* begin *

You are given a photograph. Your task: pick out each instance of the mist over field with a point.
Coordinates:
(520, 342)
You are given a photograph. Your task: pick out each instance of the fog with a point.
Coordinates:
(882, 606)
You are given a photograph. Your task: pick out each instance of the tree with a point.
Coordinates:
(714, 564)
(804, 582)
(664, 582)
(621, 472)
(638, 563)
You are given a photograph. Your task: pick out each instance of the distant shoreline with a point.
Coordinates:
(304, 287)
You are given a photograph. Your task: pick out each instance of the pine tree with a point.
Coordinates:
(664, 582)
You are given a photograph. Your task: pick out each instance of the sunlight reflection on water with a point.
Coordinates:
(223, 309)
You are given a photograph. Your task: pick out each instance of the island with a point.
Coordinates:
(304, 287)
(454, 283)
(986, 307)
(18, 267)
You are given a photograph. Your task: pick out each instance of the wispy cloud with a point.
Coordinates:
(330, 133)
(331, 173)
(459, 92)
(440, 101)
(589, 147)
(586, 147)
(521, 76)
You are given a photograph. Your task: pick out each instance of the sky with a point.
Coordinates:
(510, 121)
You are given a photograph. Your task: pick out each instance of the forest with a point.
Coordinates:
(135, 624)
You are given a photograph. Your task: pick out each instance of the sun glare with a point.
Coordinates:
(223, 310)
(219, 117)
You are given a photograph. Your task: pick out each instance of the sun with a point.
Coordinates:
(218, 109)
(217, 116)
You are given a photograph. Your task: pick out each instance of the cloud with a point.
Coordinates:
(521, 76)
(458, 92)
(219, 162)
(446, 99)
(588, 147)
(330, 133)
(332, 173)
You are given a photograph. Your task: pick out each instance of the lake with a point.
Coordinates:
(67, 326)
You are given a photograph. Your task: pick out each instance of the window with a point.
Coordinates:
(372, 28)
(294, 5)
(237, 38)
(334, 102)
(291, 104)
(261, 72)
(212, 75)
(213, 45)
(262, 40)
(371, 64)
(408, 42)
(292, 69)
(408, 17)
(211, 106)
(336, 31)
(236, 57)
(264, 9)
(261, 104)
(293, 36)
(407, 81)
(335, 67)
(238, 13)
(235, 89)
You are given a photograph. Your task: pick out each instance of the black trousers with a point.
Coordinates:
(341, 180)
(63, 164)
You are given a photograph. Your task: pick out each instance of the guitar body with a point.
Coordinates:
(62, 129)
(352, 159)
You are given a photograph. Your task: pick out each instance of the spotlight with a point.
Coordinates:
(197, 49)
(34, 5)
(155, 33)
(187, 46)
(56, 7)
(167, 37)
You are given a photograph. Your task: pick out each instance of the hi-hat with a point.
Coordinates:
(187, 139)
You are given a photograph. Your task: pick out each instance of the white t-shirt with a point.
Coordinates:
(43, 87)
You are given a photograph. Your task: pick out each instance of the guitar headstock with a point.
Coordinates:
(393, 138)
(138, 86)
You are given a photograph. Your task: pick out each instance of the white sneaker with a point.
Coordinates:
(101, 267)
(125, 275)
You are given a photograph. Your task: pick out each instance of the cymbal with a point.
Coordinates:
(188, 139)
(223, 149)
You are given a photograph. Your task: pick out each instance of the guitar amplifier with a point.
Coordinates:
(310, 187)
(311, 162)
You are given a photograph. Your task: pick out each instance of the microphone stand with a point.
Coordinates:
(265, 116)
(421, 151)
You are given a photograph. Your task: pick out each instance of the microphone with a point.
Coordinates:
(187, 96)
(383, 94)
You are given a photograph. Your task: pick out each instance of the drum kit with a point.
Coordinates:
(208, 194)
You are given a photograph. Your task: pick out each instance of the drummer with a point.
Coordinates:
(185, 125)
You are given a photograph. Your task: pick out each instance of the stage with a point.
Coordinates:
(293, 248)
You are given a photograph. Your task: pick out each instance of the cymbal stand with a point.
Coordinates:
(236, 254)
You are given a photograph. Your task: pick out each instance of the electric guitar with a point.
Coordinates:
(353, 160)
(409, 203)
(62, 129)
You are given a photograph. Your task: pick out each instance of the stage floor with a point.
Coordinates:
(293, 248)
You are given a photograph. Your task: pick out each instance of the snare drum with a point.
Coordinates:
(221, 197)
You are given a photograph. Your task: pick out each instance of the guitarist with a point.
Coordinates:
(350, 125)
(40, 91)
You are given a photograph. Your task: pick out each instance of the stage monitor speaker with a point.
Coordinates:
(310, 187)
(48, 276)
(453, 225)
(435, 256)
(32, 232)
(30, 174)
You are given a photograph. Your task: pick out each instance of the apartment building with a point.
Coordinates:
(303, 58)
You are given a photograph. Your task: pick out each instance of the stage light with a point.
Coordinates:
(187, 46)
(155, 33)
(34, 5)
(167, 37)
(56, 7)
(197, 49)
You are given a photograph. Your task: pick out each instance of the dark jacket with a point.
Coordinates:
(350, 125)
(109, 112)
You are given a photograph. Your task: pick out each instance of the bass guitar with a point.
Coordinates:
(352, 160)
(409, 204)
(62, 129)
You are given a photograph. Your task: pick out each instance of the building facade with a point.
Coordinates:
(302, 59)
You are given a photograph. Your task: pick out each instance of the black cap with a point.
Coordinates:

* end *

> [REQUEST]
Please format all of the data above as a JSON list of strings, with one string per line and any blank lines left out.

> [FINISHED TASK]
[
  "You are given a photograph. Your task: pick out each instance of the mist over field with a point.",
  "Coordinates:",
  "(520, 342)",
  "You are given a photograph. Your task: pick out each instance of the fog with a point.",
  "Coordinates:",
  "(882, 606)",
  "You are given a photograph. Your task: pick out each instance of the tree with a point.",
  "Coordinates:",
  "(714, 564)",
  "(804, 582)",
  "(664, 582)",
  "(621, 472)",
  "(638, 563)",
  "You are given a photograph. Your task: pick out each instance of the distant shoreline with a point.",
  "Coordinates:",
  "(304, 287)",
  "You are given a photograph. Your task: pick out each instance of the pine tree with a point.",
  "Coordinates:",
  "(664, 582)",
  "You are given a photograph. Your task: pick out each instance of the sunlight reflection on water with a point.",
  "Coordinates:",
  "(223, 309)",
  "You are given a photograph. Your task: pick out each instance of the island with a point.",
  "Coordinates:",
  "(304, 287)",
  "(454, 283)",
  "(986, 307)",
  "(18, 267)",
  "You are given a photograph. Your task: pick out each instance of the wispy cloud with a point.",
  "Coordinates:",
  "(330, 133)",
  "(331, 173)",
  "(459, 92)",
  "(440, 101)",
  "(589, 147)",
  "(586, 147)",
  "(521, 76)",
  "You are given a photograph. Your task: pick out each instance of the sky with a point.",
  "Coordinates:",
  "(510, 121)",
  "You are given a photograph. Your task: pick out each instance of the forest with a point.",
  "Coordinates:",
  "(135, 624)",
  "You are given a photograph. Your task: pick out each instance of the sun glare with a point.",
  "Coordinates:",
  "(223, 310)",
  "(219, 117)",
  "You are given a photograph. Your task: pick out each instance of the sun with a point.",
  "Coordinates:",
  "(218, 109)",
  "(217, 116)",
  "You are given a photograph. Your task: pick out each instance of the cloud with a point.",
  "Coordinates:",
  "(521, 76)",
  "(458, 92)",
  "(219, 162)",
  "(446, 99)",
  "(588, 147)",
  "(330, 133)",
  "(332, 173)",
  "You are given a photograph. Your task: pick out each instance of the lake with a point.",
  "Coordinates:",
  "(67, 326)",
  "You are given a photograph. Your task: pick out each instance of the window with a point.",
  "Coordinates:",
  "(372, 28)",
  "(294, 5)",
  "(237, 38)",
  "(334, 102)",
  "(291, 104)",
  "(261, 72)",
  "(212, 75)",
  "(213, 45)",
  "(262, 40)",
  "(371, 64)",
  "(408, 42)",
  "(292, 69)",
  "(408, 17)",
  "(211, 106)",
  "(336, 31)",
  "(236, 57)",
  "(264, 9)",
  "(261, 104)",
  "(293, 36)",
  "(407, 81)",
  "(335, 67)",
  "(238, 13)",
  "(235, 89)",
  "You are given a photograph. Your task: pick out each instance of the black trousers with a point.",
  "Coordinates:",
  "(341, 180)",
  "(63, 164)",
  "You are given a photograph. Your task: pick out each instance of the guitar body with a point.",
  "Coordinates:",
  "(62, 129)",
  "(352, 159)",
  "You are given a photograph. Your task: pick out each instance of the spotlight with a point.",
  "Coordinates:",
  "(197, 49)",
  "(34, 5)",
  "(155, 33)",
  "(187, 46)",
  "(56, 7)",
  "(167, 37)",
  "You are given a photograph. Your task: pick out each instance of the hi-hat with a point.",
  "Coordinates:",
  "(187, 139)",
  "You are given a photograph. Your task: pick out each instance of the white t-shirt with a point.",
  "Coordinates:",
  "(43, 87)",
  "You are given a photograph. Your task: pick out each instance of the guitar headstock with a point.",
  "Coordinates:",
  "(393, 138)",
  "(138, 86)",
  "You are given a photograph. Your task: pick out each instance of the white sneaker with a point.",
  "Coordinates:",
  "(101, 267)",
  "(125, 275)",
  "You are given a photograph. Your task: pick out each instance of the cymbal with a point.",
  "Coordinates:",
  "(188, 139)",
  "(223, 149)",
  "You are given a photograph. Your task: pick out each instance of the guitar amplifier with a point.",
  "Coordinates:",
  "(310, 187)",
  "(311, 162)",
  "You are given a photograph. Your task: pick out each instance of the microphone stand with a point.",
  "Coordinates:",
  "(265, 116)",
  "(421, 151)",
  "You are given a photograph. Your task: pick out each instance of the microphone with a point.",
  "Coordinates:",
  "(187, 96)",
  "(383, 94)",
  "You are given a photograph. Your task: pick out each instance of the drum kit with a point.",
  "Coordinates:",
  "(208, 194)",
  "You are given a photograph. Your task: pick out each instance of the drummer with a point.",
  "Coordinates:",
  "(185, 125)",
  "You are given a photograph. Your task: pick out each instance of the stage with a point.",
  "Coordinates:",
  "(293, 248)",
  "You are given a photograph. Your task: pick out each instance of the cymbal stand with a point.",
  "Coordinates:",
  "(236, 254)",
  "You are given a photograph. Your task: pick out each instance of the electric guitar with a point.",
  "Coordinates:",
  "(353, 160)",
  "(409, 203)",
  "(62, 129)",
  "You are given a photograph. Your task: pick out each instance of the stage floor with a point.",
  "Coordinates:",
  "(293, 248)",
  "You are given a photograph. Your task: pick out each instance of the snare drum with a point.",
  "Coordinates:",
  "(221, 197)",
  "You are given a photograph. Your task: pick out each instance of the guitarist with a point.",
  "Coordinates:",
  "(350, 125)",
  "(40, 91)",
  "You are given a photograph. Your task: pick out each instance of the stage monitor speaker with a point.",
  "Coordinates:",
  "(310, 187)",
  "(48, 276)",
  "(453, 225)",
  "(435, 256)",
  "(32, 232)",
  "(30, 174)",
  "You are given a photograph. Your task: pick out each instance of the apartment building with a point.",
  "Coordinates:",
  "(303, 58)",
  "You are given a photograph. Your task: pick out each instance of the stage light with a point.",
  "Coordinates:",
  "(187, 46)",
  "(155, 33)",
  "(34, 5)",
  "(167, 37)",
  "(56, 7)",
  "(197, 49)",
  "You are given a photograph. Your task: pick out each instance of the dark jacket with a point.",
  "Coordinates:",
  "(350, 125)",
  "(109, 112)",
  "You are given a photograph. Your task: pick out each instance of the bass guitar with a point.",
  "Coordinates:",
  "(352, 160)",
  "(409, 204)",
  "(62, 129)",
  "You are given a photograph. Your task: pick out each instance of the building facade with a point.",
  "Coordinates:",
  "(302, 59)",
  "You are given a photograph. Your task: pick out each instance of the black cap with a point.",
  "Coordinates:"
]